Bij de meisjes in de instellingen van De Goede Herder ging het steeds om minderjarigen. Of dit betekent dat de meisjes slachtoffer kunnen zijn geweest van een ongeoorloofde vorm van dwangarbeid hangt volgens de onderzoekers wel mede af van de specifieke omstandigheden, waaronder de titel van plaatsing, en het tijdvak waarin de meisjes in één van de instellingen van De Goede Herder verbleven. De praktijken zoals beschreven door de vrouwen die hebben meegewerkt aan de invulling van vragenlijsten wijzen op het voorkomen van ongeoorloofde vormen van dwangarbeid.

Conclusie onderzoekers inzake rol overheid

De overheid is zich in de betreffende periode bewust geweest van het werk dat in de instellingen van de Goede Herder werd verricht, maar verkeerde in de veronderstelling dat dit werk werd gedaan in het kader van vorming en (her)opvoeding. De overheid was zich daarbij niet bewust van de normen die al wel van toepassing waren op deze vormen van arbeid, waarbij geldt dat de interpretatie daarvan zich pas later heeft ontwikkeld waardoor deze normen in aanvang ook nog niet bekend konden zijn.

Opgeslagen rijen
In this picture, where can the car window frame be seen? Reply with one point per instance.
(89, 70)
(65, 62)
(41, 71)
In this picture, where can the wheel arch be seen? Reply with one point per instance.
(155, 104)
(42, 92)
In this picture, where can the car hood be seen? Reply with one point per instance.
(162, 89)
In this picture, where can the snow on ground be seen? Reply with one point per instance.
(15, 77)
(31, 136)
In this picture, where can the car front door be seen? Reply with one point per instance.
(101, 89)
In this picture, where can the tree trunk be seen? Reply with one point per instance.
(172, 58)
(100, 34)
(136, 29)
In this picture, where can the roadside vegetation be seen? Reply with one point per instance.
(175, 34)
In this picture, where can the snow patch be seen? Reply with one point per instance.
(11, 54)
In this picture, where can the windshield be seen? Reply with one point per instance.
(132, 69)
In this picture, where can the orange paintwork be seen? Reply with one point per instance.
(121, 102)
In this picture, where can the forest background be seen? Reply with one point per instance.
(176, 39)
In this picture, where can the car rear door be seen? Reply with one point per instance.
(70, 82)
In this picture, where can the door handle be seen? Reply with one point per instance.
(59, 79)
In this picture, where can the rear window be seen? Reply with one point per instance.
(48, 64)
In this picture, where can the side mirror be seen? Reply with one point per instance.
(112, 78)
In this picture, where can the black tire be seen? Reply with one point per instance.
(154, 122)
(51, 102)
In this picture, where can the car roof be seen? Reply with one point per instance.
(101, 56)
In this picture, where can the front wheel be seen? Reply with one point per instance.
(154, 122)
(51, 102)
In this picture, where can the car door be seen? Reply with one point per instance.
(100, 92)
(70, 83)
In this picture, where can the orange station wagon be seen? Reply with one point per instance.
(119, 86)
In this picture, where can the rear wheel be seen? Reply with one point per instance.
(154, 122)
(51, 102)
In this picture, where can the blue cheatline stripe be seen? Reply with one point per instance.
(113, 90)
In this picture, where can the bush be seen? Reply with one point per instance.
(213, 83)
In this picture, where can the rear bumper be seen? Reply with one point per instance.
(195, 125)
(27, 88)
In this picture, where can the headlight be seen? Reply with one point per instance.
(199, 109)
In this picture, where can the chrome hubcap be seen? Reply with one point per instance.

OPDRACHT 1
Wat dacht de overheid volgens de tekst over De Goede Herder dat het doel was van het werk in de instellingen?
OPDRACHT 2
Schrijf de tekst over De Goede Herder verder, te beginnen na de laatste zin.
Deze rijen komen ergens anders vandaan.

RESULTAAT 1
Vorming en (her)opvoeding.

RESULTAAT 2
Voor de strafrechtelijk geplaatste meisjes geven de onderzoekers aan dat in de onderzochte periode op basis van de internationaalrechtelijke normen en jurisprudentie gesteld kan worden dat dwangarbeid in sommige gevallen geoorloofd kan zijn geweest. Voor de civielrechtelijk geplaatste meisjes is dat veel minder aannemelijk. Arbeid zou in die gevallen wanneer het gericht zou zijn geweest op opvoeding weliswaar geoorloofd hebben kunnen zijn, maar aard en karakter van het verrichte werk weerspreken een dergelijke conclusie in het geval van De Goede Herder. Bovendien werd uit de verslagen van betrokken meisjes duidelijk dat voor alle geplaatste groepen redelijkheidseisen werden overschreden, terwijl ook aan een aantal formele eisen in het toenmalige nationale juridische kader niet werd voldaan.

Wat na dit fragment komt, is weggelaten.